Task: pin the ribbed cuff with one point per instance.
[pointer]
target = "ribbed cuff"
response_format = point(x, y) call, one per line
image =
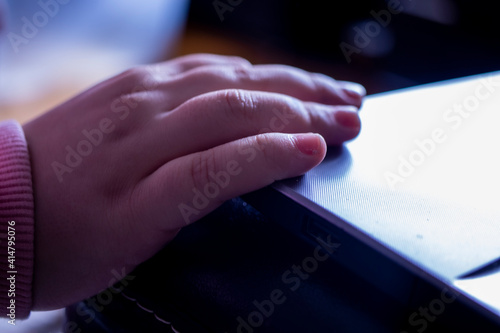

→ EXERCISE BRIEF
Can you arrange the rows above as a JSON list of strings, with one string per line, no blank lines, and the pictures omitted?

→ OUTPUT BELOW
[
  "Task: pin the ribbed cuff with one point per instance.",
  "[pointer]",
  "target = \"ribbed cuff\"",
  "response_format = point(x, y) call, one per line",
  "image ="
]